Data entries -
####
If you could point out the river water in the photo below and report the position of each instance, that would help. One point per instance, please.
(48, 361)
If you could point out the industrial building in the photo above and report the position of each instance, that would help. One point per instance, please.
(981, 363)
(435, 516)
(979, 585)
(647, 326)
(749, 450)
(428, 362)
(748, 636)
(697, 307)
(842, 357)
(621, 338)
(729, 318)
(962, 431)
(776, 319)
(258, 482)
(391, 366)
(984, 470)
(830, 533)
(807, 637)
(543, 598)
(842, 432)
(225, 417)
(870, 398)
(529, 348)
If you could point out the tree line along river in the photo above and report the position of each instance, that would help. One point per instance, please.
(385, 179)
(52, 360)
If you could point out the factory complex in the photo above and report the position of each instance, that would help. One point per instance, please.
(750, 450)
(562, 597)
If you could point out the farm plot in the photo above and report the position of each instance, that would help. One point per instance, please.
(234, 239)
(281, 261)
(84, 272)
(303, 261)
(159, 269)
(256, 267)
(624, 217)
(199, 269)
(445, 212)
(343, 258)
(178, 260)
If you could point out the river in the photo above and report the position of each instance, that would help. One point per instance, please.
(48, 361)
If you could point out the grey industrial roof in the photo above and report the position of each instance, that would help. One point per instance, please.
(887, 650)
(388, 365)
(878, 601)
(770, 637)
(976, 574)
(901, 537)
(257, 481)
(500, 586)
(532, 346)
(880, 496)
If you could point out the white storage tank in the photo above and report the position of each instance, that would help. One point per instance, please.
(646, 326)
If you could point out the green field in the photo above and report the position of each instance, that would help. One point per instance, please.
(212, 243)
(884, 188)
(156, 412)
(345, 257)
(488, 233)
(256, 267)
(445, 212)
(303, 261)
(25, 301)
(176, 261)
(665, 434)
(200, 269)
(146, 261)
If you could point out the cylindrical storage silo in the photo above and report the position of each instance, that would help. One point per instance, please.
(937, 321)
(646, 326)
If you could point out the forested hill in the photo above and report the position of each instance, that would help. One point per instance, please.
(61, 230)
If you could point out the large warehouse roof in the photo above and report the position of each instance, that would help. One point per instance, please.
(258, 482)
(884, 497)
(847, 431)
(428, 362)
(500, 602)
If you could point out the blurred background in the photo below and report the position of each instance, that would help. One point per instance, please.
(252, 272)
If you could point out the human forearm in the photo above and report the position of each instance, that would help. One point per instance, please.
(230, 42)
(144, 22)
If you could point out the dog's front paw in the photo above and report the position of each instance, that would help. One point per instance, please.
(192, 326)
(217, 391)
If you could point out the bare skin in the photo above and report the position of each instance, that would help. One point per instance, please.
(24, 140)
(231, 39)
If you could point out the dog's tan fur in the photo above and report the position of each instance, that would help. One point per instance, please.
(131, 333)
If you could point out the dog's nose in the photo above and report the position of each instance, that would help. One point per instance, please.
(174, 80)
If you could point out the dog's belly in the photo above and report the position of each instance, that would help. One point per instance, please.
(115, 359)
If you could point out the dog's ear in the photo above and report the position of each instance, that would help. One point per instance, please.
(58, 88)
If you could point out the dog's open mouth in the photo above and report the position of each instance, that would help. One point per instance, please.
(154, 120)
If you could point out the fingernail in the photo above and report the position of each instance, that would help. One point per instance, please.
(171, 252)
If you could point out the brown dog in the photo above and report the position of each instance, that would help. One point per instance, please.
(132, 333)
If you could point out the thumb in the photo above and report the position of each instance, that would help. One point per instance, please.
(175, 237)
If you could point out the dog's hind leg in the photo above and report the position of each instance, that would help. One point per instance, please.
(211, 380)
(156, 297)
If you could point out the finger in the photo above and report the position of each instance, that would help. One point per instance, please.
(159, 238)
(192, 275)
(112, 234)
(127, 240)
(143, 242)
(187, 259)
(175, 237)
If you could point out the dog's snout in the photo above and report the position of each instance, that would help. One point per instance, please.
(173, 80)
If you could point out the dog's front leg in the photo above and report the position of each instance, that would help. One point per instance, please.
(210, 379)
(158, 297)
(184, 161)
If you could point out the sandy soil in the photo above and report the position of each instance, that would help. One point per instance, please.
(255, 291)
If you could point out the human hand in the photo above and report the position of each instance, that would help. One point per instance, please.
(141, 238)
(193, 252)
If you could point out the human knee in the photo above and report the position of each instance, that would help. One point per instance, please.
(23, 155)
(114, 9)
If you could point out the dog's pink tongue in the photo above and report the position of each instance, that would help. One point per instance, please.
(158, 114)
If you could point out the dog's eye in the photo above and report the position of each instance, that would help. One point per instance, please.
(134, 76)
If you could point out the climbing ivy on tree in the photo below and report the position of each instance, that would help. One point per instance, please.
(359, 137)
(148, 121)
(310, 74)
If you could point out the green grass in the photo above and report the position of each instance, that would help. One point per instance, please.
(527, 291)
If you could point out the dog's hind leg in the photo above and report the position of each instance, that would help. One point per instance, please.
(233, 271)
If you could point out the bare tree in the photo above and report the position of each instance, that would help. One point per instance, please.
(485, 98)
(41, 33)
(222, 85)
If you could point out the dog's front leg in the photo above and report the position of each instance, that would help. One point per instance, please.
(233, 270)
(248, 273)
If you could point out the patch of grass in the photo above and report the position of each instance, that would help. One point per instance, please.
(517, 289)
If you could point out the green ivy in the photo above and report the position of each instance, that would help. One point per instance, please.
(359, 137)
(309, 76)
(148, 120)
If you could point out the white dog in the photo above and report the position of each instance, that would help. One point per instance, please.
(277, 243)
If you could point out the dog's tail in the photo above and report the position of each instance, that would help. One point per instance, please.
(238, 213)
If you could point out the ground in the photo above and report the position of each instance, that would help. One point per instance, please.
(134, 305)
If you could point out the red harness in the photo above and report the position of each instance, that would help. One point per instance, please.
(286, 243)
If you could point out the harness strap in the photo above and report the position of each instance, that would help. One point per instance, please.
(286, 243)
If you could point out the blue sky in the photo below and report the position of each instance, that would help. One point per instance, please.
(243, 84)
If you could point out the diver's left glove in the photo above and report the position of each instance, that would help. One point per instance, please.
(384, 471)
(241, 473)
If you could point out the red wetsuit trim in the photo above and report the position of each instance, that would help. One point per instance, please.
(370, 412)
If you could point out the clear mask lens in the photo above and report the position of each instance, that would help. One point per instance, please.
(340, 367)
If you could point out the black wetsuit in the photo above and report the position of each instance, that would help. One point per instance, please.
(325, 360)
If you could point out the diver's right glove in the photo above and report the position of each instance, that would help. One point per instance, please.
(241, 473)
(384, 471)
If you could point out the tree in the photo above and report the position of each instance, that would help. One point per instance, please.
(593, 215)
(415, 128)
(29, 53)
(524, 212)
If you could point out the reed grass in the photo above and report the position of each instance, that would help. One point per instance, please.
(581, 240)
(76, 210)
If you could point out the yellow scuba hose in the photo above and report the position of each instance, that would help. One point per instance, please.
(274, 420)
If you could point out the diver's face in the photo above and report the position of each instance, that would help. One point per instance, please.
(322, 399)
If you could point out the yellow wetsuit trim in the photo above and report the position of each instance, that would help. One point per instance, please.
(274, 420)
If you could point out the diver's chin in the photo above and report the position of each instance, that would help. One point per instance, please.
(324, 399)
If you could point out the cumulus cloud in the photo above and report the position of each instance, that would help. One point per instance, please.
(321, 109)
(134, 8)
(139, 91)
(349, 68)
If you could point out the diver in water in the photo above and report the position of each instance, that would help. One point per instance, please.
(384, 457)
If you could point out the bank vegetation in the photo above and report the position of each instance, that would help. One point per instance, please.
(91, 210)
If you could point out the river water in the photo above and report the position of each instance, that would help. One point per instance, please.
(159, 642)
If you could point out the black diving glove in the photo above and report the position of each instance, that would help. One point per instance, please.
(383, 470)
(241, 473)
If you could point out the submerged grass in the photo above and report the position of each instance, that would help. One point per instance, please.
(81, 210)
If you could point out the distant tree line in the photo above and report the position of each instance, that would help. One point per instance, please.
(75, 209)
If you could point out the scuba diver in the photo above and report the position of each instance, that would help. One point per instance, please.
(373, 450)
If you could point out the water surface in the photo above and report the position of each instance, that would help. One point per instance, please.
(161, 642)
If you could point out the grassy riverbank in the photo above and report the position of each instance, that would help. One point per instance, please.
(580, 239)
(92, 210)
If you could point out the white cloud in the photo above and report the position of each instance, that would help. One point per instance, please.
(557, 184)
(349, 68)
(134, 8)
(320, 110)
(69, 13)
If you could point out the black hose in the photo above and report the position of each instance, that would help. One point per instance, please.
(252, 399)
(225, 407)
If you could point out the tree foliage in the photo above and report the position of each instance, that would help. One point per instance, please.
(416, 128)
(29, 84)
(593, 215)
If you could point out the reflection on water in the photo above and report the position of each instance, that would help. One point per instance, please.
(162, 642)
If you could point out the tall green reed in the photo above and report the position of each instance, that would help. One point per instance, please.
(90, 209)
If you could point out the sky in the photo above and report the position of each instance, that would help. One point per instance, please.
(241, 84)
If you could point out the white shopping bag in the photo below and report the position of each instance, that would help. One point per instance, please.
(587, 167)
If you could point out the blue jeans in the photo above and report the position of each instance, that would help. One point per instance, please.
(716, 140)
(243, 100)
####
Write out exactly those lines running from the line with "If you could point out the reflection" to the end of the data above, the first and last included.

If you could point out the reflection on water in the photo above and report the position of each instance, that would help. One point per instance, please.
(162, 642)
If you could point out the tall green reed in the photo above and report the position of each instance, that would help. One point per instance, please.
(90, 209)
If you could point out the sky in the photo above and report the position of each instance, that would help. One point per instance, please.
(241, 84)
If you could point out the white shopping bag in the photo below and report the position of each instance, that would help. One point per instance, please.
(587, 167)
If you could point out the blue jeans in the photo above and report the position of each instance, that would help. One point per instance, please.
(716, 140)
(243, 100)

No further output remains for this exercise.